- [WHAT THE EXERCISE ASKS]: Each entry that follows should be retyped in full and exactly.

[Extracted data entries]

____

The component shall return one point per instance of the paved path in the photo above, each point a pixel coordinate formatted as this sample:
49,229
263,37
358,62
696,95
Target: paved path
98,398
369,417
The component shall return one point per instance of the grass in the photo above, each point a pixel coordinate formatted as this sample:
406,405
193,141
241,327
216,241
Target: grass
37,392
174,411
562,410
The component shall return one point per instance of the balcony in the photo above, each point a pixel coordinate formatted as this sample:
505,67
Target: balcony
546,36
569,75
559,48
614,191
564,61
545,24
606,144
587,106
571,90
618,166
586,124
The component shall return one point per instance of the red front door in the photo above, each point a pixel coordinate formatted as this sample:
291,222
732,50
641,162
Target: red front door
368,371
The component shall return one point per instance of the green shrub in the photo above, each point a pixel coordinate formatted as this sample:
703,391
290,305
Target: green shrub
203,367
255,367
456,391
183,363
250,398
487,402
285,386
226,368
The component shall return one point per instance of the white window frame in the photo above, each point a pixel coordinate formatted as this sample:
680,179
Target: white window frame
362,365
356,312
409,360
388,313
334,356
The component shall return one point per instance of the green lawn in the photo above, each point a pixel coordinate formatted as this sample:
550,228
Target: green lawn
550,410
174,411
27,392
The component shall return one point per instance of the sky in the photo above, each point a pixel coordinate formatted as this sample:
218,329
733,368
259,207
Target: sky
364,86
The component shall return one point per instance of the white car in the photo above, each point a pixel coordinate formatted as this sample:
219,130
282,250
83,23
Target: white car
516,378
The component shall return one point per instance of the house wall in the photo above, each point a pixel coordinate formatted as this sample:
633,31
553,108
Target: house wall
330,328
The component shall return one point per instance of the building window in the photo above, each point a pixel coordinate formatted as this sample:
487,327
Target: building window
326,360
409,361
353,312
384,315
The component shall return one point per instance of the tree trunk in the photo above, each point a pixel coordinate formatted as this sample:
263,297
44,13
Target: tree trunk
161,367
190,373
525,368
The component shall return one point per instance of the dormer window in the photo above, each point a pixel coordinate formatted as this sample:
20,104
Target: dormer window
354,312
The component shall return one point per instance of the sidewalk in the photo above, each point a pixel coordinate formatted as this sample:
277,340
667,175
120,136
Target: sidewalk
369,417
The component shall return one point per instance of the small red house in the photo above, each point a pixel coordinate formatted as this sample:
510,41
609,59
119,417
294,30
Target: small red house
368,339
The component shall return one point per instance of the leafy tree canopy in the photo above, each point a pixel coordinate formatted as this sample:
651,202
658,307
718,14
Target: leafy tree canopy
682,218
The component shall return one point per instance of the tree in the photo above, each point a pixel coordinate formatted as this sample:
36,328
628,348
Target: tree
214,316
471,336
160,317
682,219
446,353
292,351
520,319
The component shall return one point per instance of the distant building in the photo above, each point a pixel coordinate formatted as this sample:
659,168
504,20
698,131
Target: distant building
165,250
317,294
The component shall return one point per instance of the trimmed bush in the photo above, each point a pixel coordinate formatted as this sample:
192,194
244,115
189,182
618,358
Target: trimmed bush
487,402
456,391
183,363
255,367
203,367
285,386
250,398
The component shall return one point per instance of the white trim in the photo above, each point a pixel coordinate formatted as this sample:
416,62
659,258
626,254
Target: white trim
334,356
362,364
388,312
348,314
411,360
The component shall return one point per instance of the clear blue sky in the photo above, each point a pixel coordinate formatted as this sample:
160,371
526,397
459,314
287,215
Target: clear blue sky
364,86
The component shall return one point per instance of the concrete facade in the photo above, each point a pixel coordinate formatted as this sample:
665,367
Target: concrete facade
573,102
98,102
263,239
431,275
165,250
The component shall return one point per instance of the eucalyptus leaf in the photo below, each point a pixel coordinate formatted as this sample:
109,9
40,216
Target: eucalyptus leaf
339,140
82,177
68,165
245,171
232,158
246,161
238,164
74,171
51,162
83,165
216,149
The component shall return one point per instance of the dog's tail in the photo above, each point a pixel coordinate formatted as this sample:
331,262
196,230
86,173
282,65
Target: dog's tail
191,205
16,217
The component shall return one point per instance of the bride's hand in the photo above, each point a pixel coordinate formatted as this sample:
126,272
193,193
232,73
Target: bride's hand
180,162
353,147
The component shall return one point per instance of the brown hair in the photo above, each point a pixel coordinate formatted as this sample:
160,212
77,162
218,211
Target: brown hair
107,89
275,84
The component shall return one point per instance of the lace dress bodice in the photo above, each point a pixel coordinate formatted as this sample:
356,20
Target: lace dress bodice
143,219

____

- [TASK ANSWER]:
The component shall return one point per instance of the paved path in the photo above, each point a pixel coordinate formatted as this sample:
49,229
263,37
358,62
696,95
Target: paved path
98,398
369,417
The component shall return one point per instance of the grass in the photo above, each point a pixel coordinate formatted as this sample:
406,405
193,141
241,327
216,241
Target: grass
37,392
174,411
562,410
The component shall return one point per instance of the balcony in the photo above, each point a pixel coordinate formatted as this sample:
505,67
Target: balcony
546,36
569,75
559,48
614,191
564,61
545,24
606,144
587,106
571,90
618,166
586,124
The component shall return one point per instance of the red front door in the photo above, each point a pixel coordinate formatted as this sample:
291,222
732,50
641,162
Target: red front door
368,371
The component shall return one point per instance of the green shrub in the photo above, each point a pixel coordinate formatted as this sample:
703,391
290,305
Target: green shrub
203,367
255,367
456,391
183,363
250,398
487,402
285,386
226,368
The component shall return one point per instance of the white window frame in the photo above, each point a pixel coordinate formatted as this sample:
680,179
Target: white window frame
362,365
356,312
409,360
388,313
334,356
The component shall return one point per instance of the green lawn in the photo above, each point a pixel coordinate formatted as this sample:
550,228
Target: green lawn
550,410
174,411
27,392
The component shall return one point per instance of the sky in the photo above, each point a pixel coordinate formatted as this sample:
218,329
733,368
259,207
Target: sky
364,86
The component shall return one point per instance of the white car in the photo above, each point a pixel coordinate formatted as this sample:
219,130
282,250
83,23
Target: white car
516,378
The component shall return one point per instance of the house wall in the photo above, each point a pixel coordinate formatted as this sample:
633,31
553,108
Target: house wall
330,328
The component shall return one point per instance of the building window in the photo above, each point a pixel coordinate formatted as this sample:
487,327
Target: building window
326,360
409,361
353,312
384,315
The component shall return one point per instance of the tree trunk in the photo above, each point a pixel coordinate formatted as this sample:
263,297
44,13
Target: tree trunk
161,367
190,373
525,368
The component shall return one point per instance of the dormer window in the photo above, each point a pixel coordinate formatted as this sample:
20,104
Target: dormer window
354,312
The component shall return one point per instance of the sidewalk in the photo above, each point a pixel coordinate formatted as this sample:
277,340
667,175
120,136
Target: sidewalk
369,417
The component shall return one point per instance of the small red house in the photo above, each point a pixel coordinate formatted as this sample:
510,41
609,59
119,417
294,30
Target: small red house
368,339
The component shall return one point per instance of the leafy tree canopy in the photo above, each point a pixel coordinate formatted as this sample:
651,202
658,307
718,14
Target: leafy tree canopy
682,218
The component shall return one point per instance of the tree in the photo above, each point a pixel coordinate formatted as this sample:
36,328
628,348
Target: tree
214,316
471,336
160,317
682,219
446,353
292,351
520,319
The component shall return one point per instance of the distant building in the photo above, each point a pixel coordinate formatted as this sample:
659,168
504,20
698,131
Target: distant building
165,250
317,294
The component shall return one point per instance of the trimmed bush in the photo above, each point a pixel coordinate formatted as this sample:
192,194
244,115
189,182
618,358
Target: trimmed bush
487,402
456,391
183,363
255,367
203,367
285,386
250,398
The component shall return one point per instance of the white trim in the photo above, each point a pixel coordinate formatted as this sample:
416,62
659,258
626,254
Target: white trim
334,356
362,364
388,312
348,314
411,360
The component shall return one point per instance of the clear blue sky in the photo above, each point a pixel coordinate formatted as this sample:
160,371
526,397
459,314
287,215
Target: clear blue sky
364,86
The component shall return one point per instance of the concrete facade in the photo above, each point a pixel coordinate formatted as this sample:
665,367
Target: concrete facade
573,102
98,102
263,239
431,275
165,250
The component shall return one point per instance of the eucalyptus leaf in the photo below, each point a pixel coordinate formatted as this sample:
109,9
40,216
Target: eucalyptus leaf
339,140
82,177
68,165
245,171
232,158
246,161
238,164
74,171
51,162
83,165
216,149
The component shall return one point per instance of the dog's tail in the photo above, each point a pixel coordinate formatted as this sample:
331,262
196,230
86,173
282,65
Target: dog's tail
191,205
16,217
The component shall return one point per instance of the bride's hand in the photo above, each point a pixel coordinate formatted as this sample:
126,272
193,193
232,73
Target: bride's hand
180,162
353,147
The component shall return one point per instance of the brown hair in the photo above, each point a pixel coordinate formatted as this sample:
160,212
77,162
218,211
Target: brown hair
107,89
275,84
The component shall return one point per instance of the lace dress bodice in the photo above, each point a pixel coordinate formatted as this sample:
356,20
Target: lace dress bodice
143,219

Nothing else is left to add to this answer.